**Texte de référence:**
↓↓↓
Référence : 2010 CAF 51

 

CORAM :      LE JUGE SEXTON

                        LE JUGE EVANS                 

                        LA JUGE SHARLOW

 

ENTRE :

INTERNATIONAL PENTECOSTAL MINISTRY

FELLOWSHIP OF TORONTO (IPM)

appelant

et

 

LE MINISTRE DU REVENU NATIONAL,

SA MAJESTÉ LA REINE

intimé

 

 

Audience tenue à Toronto (Ontario), le 18 février 2010

Jugement rendu à l’audience à Toronto (Ontario), le 18 février 2010

 

MOTIFS DU JUGEMENT DE LA COUR :                                                         LE JUGE SEXTON

           


Date : 20100218

Dossier : A-215-08

Référence : 2010 CAF 51

 

CORAM :      LE JUGE SEXTON

                        LE JUGE EVANS     

                        LA JUGE SHARLOW

 

ENTRE :

INTERNATIONAL PENTECOSTAL MINISTRY

FELLOWSHIP OF TORONTO (IPM)

appelant

et

LE MINISTRE DU REVENU NATIONAL,

SA MAJESTÉ LA REINE

intimé

 

 

MOTIFS DU JUGEMENT DE LA COUR

(Prononcés à l’audience à Toronto (Ontario), le 18 février 2010)

 

LE JUGE SEXTON

 

Contexte factuel

[1]               L’appelant a été constitué en société le 8 novembre 1990. Il a été enregistré en tant qu’organisme de bienfaisance le 1er janvier 1991 sous le régime de la Loi de l’impôt sur le revenu, L.R.C. 1985, ch. 1 (5e Suppl.) (la « LIR »). En novembre 2005, l’intimé a procédé à une vérification comptable de l’appelant relativement aux exercices 2002 et 2003. Le vérificateur a conclu que l’appelant contrevenait à plusieurs de ses obligations aux termes de la Loi, dont la nécessité de tenir des livres et registres comptables adéquats, de délivrer des reçus officiels de dons, de respecter la norme prescrite, de déclarer avec exactitude tous les reçus officiels de dons, et de conserver les documents établissant ses activités et dépenses engagées à l’étranger.
↑↑↑
**Données fournies:**
↓↓↓
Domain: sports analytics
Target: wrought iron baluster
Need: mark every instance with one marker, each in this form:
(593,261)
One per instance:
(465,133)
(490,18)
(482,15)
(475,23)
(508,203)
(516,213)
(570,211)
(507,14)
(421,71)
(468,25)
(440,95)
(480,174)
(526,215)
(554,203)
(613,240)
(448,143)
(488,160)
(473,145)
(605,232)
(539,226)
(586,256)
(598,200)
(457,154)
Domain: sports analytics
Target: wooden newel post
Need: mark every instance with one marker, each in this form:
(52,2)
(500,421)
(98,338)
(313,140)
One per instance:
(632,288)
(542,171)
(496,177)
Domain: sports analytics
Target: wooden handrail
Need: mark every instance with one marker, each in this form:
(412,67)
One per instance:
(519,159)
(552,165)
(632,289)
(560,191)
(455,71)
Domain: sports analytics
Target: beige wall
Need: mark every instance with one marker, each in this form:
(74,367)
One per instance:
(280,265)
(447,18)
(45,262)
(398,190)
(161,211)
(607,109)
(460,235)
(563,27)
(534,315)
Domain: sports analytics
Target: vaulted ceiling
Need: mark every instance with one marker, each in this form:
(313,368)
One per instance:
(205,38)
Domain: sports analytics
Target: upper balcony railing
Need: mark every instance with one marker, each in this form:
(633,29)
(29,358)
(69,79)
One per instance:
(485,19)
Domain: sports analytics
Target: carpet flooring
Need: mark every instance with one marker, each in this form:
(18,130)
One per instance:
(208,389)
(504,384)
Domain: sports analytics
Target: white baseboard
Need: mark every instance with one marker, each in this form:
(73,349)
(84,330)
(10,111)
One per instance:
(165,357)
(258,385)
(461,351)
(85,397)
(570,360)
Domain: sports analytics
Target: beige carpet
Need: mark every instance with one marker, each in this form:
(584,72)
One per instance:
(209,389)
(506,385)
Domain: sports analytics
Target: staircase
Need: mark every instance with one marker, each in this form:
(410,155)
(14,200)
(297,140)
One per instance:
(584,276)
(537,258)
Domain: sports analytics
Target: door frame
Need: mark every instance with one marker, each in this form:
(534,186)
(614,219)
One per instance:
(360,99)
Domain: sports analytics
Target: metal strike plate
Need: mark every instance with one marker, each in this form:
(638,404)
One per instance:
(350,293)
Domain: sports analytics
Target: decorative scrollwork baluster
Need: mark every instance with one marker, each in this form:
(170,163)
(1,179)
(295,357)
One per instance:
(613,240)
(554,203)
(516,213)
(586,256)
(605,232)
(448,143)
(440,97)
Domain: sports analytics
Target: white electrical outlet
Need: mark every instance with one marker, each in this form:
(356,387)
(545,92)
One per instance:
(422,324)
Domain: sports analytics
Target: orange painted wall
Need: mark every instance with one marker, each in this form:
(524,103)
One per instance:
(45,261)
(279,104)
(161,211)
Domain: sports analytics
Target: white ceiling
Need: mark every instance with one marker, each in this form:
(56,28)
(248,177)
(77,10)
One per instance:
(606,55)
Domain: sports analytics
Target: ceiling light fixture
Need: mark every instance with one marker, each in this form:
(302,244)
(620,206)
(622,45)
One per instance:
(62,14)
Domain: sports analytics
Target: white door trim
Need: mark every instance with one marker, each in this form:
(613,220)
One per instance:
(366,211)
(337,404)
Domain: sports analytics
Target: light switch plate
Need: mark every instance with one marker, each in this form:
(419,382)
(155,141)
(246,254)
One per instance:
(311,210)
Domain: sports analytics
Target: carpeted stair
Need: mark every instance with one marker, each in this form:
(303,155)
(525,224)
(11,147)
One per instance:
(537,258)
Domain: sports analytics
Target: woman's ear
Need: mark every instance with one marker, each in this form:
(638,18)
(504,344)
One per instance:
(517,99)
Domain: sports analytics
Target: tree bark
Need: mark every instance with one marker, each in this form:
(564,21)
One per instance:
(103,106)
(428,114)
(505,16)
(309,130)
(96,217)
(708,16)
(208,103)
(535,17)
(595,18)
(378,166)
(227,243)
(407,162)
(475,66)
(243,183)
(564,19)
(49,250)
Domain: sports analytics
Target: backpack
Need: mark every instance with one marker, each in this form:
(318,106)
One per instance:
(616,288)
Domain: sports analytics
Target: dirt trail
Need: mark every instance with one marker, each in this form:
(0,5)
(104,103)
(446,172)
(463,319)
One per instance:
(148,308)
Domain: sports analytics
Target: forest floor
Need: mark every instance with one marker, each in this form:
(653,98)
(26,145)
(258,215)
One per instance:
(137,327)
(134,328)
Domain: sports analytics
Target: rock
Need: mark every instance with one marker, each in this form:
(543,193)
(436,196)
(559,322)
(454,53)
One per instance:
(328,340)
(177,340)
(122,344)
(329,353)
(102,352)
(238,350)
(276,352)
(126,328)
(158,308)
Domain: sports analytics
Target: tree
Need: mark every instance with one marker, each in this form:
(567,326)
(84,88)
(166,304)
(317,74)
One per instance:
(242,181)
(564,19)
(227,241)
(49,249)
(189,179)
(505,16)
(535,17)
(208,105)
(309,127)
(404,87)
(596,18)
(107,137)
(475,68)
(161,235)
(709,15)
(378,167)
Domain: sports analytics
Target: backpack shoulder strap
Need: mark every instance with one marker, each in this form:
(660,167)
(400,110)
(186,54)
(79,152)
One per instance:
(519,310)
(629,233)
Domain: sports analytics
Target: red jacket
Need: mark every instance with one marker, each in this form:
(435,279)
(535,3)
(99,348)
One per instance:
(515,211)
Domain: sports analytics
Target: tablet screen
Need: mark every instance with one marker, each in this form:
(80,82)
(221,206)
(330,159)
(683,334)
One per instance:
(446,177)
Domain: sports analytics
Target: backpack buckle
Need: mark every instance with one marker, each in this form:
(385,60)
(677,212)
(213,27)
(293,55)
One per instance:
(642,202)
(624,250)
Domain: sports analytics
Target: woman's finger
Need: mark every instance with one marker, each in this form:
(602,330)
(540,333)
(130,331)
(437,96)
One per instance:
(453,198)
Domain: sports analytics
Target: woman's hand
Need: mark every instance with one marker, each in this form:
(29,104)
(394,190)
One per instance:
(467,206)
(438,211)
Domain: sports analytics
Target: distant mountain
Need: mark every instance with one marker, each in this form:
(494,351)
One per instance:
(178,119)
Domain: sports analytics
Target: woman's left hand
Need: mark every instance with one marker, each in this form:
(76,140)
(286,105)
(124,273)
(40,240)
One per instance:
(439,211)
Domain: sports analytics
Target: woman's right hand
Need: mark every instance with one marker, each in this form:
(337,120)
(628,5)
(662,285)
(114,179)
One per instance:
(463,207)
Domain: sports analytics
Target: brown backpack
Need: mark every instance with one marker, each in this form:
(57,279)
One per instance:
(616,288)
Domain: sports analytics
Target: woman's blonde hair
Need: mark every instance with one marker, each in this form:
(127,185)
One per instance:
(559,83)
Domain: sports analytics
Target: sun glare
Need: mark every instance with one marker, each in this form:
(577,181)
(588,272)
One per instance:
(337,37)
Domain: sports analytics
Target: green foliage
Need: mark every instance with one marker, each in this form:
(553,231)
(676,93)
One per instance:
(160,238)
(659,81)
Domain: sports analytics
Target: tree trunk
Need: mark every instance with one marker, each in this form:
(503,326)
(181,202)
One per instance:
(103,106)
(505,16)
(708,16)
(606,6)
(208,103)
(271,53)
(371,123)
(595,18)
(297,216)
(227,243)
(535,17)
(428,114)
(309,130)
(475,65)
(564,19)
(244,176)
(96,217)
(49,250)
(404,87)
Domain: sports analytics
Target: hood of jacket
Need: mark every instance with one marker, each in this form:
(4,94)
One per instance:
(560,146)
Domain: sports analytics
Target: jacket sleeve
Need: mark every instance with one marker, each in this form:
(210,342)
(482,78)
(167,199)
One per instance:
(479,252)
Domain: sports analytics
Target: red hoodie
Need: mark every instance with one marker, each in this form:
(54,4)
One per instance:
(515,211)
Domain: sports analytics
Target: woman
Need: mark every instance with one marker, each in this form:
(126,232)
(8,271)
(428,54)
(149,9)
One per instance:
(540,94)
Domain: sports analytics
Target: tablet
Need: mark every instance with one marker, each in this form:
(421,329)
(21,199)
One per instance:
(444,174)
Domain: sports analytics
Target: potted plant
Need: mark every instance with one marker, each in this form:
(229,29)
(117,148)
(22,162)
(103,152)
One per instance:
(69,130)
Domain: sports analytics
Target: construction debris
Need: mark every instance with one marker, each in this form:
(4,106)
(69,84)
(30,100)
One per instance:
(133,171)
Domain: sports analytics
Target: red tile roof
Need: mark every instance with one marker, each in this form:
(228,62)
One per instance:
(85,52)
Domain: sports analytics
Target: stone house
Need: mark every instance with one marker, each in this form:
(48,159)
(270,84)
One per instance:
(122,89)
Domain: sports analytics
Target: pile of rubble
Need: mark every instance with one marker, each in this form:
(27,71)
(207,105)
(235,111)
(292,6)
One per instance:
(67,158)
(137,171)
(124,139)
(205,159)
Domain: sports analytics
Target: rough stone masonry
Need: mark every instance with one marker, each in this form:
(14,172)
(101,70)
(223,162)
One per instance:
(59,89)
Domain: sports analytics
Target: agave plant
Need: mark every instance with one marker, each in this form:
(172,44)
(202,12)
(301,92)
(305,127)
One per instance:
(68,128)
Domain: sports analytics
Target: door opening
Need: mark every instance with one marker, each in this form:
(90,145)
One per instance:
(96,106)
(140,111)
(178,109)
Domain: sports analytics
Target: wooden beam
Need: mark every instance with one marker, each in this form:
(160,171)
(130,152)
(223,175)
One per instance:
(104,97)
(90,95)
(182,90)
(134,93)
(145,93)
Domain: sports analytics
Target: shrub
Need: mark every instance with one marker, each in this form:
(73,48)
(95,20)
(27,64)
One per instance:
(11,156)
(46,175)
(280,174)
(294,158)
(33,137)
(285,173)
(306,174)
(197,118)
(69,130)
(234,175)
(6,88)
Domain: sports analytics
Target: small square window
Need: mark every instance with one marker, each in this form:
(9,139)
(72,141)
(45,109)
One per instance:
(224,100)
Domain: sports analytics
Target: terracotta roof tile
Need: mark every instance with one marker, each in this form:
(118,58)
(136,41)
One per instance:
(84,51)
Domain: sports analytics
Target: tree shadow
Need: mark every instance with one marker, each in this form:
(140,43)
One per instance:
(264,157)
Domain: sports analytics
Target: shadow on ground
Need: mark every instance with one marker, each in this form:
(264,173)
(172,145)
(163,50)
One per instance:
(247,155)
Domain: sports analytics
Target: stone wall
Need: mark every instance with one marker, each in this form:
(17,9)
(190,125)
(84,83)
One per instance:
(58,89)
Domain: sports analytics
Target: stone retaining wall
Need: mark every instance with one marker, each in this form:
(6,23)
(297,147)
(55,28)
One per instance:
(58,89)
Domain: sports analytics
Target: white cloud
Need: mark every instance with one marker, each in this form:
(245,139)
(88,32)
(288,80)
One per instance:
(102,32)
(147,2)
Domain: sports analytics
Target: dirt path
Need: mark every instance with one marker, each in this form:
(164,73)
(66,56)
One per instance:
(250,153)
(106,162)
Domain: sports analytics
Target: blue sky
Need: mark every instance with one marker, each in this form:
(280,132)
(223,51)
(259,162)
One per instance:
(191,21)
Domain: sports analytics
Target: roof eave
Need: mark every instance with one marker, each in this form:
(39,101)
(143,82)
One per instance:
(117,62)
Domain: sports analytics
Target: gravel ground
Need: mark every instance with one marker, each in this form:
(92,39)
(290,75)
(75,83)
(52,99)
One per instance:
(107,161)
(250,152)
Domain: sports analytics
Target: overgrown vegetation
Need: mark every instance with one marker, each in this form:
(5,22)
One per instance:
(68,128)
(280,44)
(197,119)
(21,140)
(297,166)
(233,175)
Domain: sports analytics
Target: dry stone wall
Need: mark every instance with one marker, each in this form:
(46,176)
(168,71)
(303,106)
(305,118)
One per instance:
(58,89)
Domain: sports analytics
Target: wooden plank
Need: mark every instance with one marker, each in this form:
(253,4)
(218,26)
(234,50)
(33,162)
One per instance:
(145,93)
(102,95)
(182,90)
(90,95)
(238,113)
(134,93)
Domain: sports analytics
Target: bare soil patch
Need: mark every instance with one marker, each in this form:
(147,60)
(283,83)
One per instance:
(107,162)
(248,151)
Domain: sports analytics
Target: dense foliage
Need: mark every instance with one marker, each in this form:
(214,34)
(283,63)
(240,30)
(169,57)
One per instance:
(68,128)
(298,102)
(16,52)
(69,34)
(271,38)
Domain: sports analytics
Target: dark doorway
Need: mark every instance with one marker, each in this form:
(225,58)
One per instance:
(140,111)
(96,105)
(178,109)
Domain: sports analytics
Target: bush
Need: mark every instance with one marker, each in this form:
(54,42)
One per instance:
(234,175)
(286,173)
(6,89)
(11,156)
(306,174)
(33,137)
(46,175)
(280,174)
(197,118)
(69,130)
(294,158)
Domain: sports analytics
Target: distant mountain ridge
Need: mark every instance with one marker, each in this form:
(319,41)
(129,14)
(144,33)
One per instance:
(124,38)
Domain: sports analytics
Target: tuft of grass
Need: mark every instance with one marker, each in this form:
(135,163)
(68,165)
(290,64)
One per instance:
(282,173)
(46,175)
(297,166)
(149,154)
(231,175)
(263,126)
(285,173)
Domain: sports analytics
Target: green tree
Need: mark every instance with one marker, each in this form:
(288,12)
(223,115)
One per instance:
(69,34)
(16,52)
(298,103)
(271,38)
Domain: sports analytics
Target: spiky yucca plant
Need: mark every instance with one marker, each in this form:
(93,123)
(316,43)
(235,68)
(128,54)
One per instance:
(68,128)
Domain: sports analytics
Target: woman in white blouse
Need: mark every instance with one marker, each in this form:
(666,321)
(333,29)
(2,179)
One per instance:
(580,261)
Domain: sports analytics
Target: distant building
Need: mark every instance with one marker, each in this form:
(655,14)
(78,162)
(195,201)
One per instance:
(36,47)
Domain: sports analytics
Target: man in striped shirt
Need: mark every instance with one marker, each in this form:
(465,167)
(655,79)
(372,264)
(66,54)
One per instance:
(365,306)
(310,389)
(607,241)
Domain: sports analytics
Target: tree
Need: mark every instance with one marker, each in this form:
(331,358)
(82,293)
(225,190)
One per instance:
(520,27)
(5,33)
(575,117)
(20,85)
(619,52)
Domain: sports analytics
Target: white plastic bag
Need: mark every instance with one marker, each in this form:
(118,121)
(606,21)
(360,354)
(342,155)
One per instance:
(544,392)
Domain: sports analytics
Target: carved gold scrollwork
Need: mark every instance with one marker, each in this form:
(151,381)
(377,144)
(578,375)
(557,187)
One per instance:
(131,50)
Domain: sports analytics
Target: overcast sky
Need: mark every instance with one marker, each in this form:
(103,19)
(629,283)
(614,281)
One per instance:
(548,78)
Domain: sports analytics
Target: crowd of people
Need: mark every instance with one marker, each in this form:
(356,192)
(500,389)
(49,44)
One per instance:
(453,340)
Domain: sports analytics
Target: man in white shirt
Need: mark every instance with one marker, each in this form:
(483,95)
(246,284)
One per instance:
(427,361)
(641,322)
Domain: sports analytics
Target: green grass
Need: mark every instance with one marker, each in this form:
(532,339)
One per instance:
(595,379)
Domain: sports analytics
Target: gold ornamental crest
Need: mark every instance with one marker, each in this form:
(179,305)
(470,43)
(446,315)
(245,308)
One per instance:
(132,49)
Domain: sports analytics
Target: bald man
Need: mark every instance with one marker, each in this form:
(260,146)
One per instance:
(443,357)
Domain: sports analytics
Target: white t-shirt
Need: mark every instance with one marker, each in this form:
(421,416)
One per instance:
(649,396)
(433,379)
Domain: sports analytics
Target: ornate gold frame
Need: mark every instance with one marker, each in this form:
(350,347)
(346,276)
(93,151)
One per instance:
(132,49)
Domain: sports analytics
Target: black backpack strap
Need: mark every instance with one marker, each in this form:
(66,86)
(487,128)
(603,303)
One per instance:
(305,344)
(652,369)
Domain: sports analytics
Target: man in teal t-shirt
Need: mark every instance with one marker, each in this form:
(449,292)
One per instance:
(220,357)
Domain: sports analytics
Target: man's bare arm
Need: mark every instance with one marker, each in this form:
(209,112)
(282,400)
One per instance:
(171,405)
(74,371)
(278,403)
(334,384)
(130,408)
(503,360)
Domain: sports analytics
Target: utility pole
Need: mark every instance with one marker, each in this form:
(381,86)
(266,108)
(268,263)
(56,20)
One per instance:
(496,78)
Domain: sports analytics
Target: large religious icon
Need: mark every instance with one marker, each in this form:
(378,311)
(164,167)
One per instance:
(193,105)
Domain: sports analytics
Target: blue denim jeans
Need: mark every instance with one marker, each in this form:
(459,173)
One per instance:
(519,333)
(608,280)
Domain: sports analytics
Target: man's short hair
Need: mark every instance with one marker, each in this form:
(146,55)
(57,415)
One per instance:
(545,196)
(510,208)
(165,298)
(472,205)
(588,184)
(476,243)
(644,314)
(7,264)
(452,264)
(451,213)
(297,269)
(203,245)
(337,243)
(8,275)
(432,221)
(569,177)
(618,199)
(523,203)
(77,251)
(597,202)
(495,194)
↑↑↑
**Travail demandé:**
**a.** D'après le jugement, à quelle date l'appelant a-t-il été enregistré en tant qu'organisme de bienfaisance ?
**b.** Exposez, en vous fondant sur le jugement, les exercices visés par la vérification comptable de novembre 2005 ainsi que les manquements que le vérificateur a reprochés à l'appelant.

**Corrigé:**
**a.** Le 1er janvier 1991.

**b.** La vérification portait sur les exercices 2002 et 2003. Le vérificateur a conclu que l'appelant contrevenait à plusieurs de ses obligations aux termes de la Loi, notamment celles de tenir des livres et registres comptables adéquats, de délivrer des reçus officiels de dons, de respecter la norme prescrite, de déclarer avec exactitude tous les reçus officiels de dons et de conserver les documents établissant ses activités et dépenses engagées à l'étranger.